Location labeling records:
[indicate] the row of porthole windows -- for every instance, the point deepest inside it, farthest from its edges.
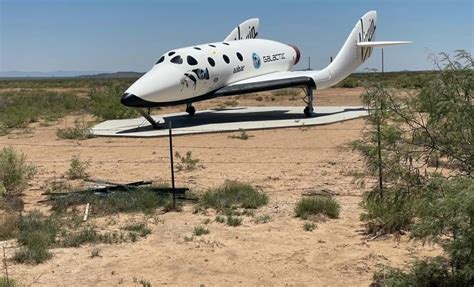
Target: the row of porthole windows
(193, 62)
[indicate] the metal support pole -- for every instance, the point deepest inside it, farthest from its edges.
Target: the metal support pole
(172, 163)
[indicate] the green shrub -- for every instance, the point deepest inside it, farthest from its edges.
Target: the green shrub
(234, 220)
(200, 230)
(20, 108)
(14, 172)
(389, 214)
(138, 228)
(37, 234)
(317, 205)
(105, 103)
(243, 135)
(433, 272)
(77, 169)
(234, 194)
(76, 239)
(187, 162)
(263, 219)
(80, 131)
(220, 219)
(309, 226)
(7, 282)
(9, 224)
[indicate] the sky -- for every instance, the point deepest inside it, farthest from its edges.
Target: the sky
(130, 35)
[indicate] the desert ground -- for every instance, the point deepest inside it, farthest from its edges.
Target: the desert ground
(284, 163)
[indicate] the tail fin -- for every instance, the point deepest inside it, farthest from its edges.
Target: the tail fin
(246, 30)
(355, 51)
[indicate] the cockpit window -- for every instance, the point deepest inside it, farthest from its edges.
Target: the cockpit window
(191, 61)
(160, 60)
(211, 61)
(240, 56)
(177, 60)
(226, 59)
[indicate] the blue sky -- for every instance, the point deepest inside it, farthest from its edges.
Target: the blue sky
(124, 35)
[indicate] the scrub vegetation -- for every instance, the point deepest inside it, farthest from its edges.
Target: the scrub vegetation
(419, 148)
(233, 194)
(80, 131)
(15, 172)
(317, 205)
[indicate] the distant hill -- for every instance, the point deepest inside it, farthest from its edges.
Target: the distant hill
(116, 75)
(53, 74)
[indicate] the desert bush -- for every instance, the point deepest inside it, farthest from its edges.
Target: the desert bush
(234, 194)
(36, 234)
(233, 220)
(105, 103)
(200, 230)
(85, 235)
(187, 162)
(316, 205)
(220, 219)
(9, 224)
(309, 226)
(14, 172)
(243, 135)
(265, 218)
(433, 202)
(141, 229)
(95, 252)
(20, 108)
(349, 83)
(80, 131)
(77, 169)
(7, 282)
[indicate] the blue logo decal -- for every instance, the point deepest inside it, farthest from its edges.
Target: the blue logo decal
(256, 60)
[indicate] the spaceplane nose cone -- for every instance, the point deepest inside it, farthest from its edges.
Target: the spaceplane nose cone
(130, 100)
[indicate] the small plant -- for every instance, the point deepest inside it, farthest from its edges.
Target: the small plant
(77, 169)
(7, 282)
(220, 219)
(75, 239)
(145, 283)
(309, 226)
(15, 172)
(95, 252)
(317, 205)
(234, 220)
(187, 163)
(138, 228)
(234, 194)
(37, 234)
(200, 230)
(242, 135)
(80, 131)
(9, 223)
(263, 219)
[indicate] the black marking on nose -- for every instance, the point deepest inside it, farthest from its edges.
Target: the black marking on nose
(130, 100)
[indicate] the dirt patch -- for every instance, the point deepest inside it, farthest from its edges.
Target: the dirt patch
(284, 163)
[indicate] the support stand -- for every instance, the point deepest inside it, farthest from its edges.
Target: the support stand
(146, 115)
(308, 110)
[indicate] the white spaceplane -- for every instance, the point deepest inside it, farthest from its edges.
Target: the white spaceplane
(243, 64)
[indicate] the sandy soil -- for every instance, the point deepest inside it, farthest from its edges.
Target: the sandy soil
(284, 163)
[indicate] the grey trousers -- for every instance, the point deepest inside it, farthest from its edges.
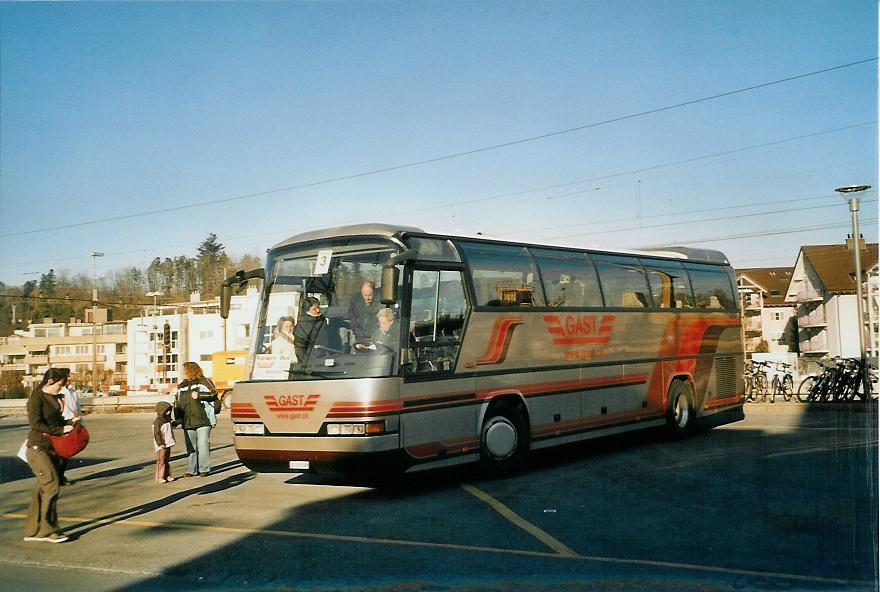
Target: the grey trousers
(42, 518)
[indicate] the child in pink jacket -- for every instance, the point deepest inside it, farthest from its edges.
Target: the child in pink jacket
(163, 440)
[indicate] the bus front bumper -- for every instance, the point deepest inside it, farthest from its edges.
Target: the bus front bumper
(332, 455)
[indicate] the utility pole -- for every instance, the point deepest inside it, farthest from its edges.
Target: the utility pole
(95, 255)
(850, 194)
(155, 335)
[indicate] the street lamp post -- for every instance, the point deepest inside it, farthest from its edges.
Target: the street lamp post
(94, 256)
(155, 347)
(850, 194)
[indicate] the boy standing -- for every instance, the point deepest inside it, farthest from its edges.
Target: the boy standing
(163, 440)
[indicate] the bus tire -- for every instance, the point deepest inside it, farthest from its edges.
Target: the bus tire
(504, 440)
(680, 413)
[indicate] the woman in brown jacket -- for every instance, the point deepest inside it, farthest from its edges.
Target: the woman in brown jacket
(44, 418)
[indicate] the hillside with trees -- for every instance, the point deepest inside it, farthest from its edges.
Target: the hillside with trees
(62, 295)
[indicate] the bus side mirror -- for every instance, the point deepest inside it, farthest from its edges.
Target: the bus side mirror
(225, 298)
(239, 277)
(390, 276)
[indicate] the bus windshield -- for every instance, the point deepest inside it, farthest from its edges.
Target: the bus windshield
(320, 315)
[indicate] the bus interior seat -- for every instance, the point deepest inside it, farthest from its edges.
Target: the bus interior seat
(633, 300)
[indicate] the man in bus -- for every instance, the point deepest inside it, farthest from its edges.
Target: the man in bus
(309, 331)
(362, 312)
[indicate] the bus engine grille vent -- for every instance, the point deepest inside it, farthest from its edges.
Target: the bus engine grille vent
(725, 377)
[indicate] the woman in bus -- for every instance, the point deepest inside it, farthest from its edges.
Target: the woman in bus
(282, 345)
(44, 418)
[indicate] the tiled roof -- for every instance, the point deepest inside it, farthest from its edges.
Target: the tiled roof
(834, 263)
(773, 279)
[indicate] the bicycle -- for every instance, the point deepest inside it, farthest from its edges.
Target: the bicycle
(782, 386)
(756, 381)
(827, 386)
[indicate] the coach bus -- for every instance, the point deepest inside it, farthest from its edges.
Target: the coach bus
(496, 347)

§ **SET TASK**
Format everything from the line containing "[indicate] the bus tire" down to the end of the records as a JSON list of strings, one string per line, skipping blank lines.

§ **RESULT OF THIS TASK**
[
  "[indicate] the bus tire -- for every instance, the point deepest inside it, farthest from its edges.",
  "Target: the bus tire",
  "(504, 440)",
  "(680, 413)",
  "[indicate] the woman in brown jacket -- for every instance, the point deepest inside it, farthest from its edges.",
  "Target: the woman in brown jacket",
  "(44, 418)",
  "[indicate] the hillside with trees -- for every instance, the point deepest inside it, farthest from its edges.",
  "Target: the hillside with trees",
  "(62, 295)",
  "[indicate] the bus side mirror -- for every instance, the point deepest inside it, farthest from its edges.",
  "Target: the bus side mirror",
  "(225, 298)",
  "(239, 277)",
  "(390, 276)",
  "[indicate] the bus windshield -- for every instance, the point deepest inside it, farthest from its edges.",
  "Target: the bus windshield",
  "(320, 315)",
  "[indicate] the bus interior seat -- for every instance, the point deepest inside it, farthest from its edges.",
  "Target: the bus interior seat",
  "(633, 300)",
  "[indicate] the man in bus -- for every instance, the point deepest inside it, farthest from its edges.",
  "Target: the man in bus",
  "(309, 331)",
  "(362, 312)",
  "[indicate] the bus engine grille vent -- for every instance, the point deepest inside it, farthest from its edges.",
  "Target: the bus engine grille vent",
  "(725, 377)",
  "[indicate] the woman in bus -- for every instance, the point deepest inside it, farthest from its edges.",
  "Target: the woman in bus",
  "(282, 345)",
  "(44, 418)",
  "[indicate] the tiled roof -- for every instance, the point deepest inside it, farthest from its edges.",
  "Target: the tiled roof",
  "(834, 263)",
  "(773, 279)",
  "[indicate] the bicycle -- for every instance, the point deepest inside it, farthest from its edges.",
  "Target: the bicycle",
  "(782, 386)",
  "(756, 381)",
  "(827, 386)",
  "[indicate] the coach bus -- for every instance, the point deepest inside it, farthest from its edges.",
  "Target: the coach bus",
  "(496, 347)"
]